_YOUR TASK_.
Can you render the lines below as a Markdown table with the columns Row and Line, numbering each row, starting at the line containing "of the lips" and running through the last line of the items? Include only those lines and leave out any blank ones.

(Some items)
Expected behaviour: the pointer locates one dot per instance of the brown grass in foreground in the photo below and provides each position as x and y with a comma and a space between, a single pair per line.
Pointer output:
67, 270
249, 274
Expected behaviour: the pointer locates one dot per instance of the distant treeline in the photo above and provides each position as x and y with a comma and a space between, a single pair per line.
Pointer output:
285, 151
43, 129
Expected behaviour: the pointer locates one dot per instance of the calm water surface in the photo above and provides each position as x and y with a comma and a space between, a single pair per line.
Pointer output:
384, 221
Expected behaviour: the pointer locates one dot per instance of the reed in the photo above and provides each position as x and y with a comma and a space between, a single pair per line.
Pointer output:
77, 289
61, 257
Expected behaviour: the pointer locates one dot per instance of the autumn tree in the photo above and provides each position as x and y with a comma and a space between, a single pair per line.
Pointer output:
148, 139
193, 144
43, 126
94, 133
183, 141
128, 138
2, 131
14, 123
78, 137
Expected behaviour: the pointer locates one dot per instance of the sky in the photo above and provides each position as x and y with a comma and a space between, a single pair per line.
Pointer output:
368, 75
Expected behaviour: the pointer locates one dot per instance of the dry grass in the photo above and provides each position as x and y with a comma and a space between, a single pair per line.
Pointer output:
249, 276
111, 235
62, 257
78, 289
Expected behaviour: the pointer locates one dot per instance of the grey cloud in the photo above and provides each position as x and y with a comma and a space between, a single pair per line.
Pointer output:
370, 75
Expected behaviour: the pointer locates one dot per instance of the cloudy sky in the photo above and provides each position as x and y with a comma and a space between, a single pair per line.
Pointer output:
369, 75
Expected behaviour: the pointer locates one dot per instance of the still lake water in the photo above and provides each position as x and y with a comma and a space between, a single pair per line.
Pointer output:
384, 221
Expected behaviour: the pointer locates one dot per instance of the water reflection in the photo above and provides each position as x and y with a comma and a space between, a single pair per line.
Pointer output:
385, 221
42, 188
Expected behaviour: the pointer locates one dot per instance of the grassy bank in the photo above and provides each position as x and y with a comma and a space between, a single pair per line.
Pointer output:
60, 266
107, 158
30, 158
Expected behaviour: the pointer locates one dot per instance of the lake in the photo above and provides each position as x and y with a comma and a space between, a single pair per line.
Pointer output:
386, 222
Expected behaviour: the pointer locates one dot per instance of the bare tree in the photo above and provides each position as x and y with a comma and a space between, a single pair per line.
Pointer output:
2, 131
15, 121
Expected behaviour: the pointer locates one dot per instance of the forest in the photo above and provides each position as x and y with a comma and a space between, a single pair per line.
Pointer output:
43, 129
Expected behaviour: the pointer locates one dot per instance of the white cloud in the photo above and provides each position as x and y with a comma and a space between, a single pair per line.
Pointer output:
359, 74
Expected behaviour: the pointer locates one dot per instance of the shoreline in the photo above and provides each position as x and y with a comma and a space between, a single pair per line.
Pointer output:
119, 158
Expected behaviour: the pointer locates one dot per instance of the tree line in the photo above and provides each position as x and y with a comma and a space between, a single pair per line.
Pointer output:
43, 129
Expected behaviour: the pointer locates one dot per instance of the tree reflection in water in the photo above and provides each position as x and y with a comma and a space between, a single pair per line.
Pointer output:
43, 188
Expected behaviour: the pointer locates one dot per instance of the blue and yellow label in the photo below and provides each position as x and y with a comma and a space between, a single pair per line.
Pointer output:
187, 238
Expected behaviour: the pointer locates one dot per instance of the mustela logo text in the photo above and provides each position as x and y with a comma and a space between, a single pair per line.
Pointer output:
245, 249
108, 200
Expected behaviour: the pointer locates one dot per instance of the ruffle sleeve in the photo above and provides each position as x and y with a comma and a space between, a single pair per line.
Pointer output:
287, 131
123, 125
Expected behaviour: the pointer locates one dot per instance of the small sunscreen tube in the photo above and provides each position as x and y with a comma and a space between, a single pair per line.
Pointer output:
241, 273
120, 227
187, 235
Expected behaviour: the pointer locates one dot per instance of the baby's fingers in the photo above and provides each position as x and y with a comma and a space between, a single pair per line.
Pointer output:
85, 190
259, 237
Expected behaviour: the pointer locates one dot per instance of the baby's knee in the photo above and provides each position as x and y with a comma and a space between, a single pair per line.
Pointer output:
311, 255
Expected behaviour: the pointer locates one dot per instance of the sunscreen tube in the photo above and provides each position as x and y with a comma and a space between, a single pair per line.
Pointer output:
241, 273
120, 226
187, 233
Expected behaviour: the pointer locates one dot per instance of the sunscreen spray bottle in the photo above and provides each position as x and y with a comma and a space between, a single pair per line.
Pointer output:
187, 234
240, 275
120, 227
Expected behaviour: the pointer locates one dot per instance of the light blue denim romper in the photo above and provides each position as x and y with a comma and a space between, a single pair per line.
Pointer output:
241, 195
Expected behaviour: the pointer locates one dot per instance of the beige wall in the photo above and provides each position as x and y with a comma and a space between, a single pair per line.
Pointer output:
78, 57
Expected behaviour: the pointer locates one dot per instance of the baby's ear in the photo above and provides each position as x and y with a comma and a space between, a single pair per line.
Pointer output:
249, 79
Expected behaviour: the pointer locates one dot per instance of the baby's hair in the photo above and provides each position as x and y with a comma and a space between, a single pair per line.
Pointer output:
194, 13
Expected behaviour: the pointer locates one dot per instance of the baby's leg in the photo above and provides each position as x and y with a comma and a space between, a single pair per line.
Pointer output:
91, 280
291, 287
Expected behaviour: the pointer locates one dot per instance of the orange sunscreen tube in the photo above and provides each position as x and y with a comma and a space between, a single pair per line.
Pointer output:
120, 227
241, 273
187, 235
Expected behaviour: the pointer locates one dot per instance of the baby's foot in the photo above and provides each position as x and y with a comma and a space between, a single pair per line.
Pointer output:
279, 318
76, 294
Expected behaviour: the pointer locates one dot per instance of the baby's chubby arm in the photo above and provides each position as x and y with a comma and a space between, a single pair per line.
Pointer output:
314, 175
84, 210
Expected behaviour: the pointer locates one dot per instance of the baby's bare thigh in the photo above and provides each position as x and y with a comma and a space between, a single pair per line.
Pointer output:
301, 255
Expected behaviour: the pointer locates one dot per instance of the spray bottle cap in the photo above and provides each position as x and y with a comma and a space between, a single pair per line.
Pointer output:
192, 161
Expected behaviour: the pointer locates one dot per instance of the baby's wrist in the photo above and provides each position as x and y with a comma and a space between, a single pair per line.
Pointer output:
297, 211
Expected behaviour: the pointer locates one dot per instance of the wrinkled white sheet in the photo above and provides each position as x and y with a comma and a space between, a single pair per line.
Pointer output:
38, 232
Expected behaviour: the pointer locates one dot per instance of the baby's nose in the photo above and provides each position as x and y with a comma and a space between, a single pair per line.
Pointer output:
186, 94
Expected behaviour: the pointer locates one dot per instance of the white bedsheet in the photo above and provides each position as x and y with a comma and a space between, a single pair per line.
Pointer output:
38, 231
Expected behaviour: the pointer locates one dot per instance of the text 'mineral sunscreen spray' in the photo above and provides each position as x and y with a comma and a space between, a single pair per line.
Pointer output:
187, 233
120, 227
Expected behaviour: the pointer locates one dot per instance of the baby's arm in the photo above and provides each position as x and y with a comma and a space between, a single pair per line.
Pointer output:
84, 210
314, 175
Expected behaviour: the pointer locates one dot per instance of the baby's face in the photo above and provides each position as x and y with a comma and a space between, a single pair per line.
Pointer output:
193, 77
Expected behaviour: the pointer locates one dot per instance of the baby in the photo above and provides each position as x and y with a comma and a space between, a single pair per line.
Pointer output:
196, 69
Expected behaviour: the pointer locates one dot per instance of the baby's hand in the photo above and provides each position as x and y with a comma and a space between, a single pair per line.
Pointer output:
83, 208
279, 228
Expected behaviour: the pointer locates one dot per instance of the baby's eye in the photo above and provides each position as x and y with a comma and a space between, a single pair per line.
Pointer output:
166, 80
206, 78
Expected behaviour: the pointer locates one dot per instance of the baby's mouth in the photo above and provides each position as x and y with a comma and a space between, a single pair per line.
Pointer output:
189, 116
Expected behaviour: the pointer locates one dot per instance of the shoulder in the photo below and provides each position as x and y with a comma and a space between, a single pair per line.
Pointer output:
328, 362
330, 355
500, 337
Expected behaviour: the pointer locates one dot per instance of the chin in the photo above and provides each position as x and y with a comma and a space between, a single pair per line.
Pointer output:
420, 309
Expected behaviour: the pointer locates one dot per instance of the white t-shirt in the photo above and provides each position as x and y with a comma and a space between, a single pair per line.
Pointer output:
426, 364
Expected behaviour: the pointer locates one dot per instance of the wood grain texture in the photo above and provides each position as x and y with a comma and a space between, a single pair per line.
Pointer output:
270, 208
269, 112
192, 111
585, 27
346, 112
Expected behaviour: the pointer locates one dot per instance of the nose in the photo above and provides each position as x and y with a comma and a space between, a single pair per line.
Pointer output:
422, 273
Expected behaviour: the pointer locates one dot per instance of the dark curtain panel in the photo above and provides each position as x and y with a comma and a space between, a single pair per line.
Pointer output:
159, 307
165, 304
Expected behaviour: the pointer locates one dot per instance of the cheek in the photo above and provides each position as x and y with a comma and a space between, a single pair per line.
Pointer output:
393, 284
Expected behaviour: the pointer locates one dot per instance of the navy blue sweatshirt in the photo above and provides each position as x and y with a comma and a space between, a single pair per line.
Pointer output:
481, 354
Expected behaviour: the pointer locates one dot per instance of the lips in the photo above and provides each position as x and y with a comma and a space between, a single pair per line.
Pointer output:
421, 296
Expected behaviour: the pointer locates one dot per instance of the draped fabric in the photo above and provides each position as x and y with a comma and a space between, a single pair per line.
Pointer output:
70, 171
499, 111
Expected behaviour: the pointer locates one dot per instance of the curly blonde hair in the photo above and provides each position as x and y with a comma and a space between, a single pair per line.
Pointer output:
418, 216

_OUTPUT FOR THIS EXERCISE_.
| Row | Line |
|---|---|
| 1 | Expected behaviour: the pointer locates one dot per instance of the lips in the photo above and provides each position as x and y with a comma and a space between, a single pair per line. |
| 2 | Pointer output: |
| 3 | 421, 296 |
| 4 | Expected behaviour: the pointer locates one dot per instance of the draped fabric in the photo above and provides each position as x and y with a comma and a space between, a single pair per line. |
| 5 | Pointer output: |
| 6 | 70, 171 |
| 7 | 499, 111 |
| 8 | Expected behaviour: the pointer locates one dot per instance of the curly blonde hair in the photo above and provides each position as x and y with a comma and a space between, a single pair per line. |
| 9 | Pointer output: |
| 10 | 418, 216 |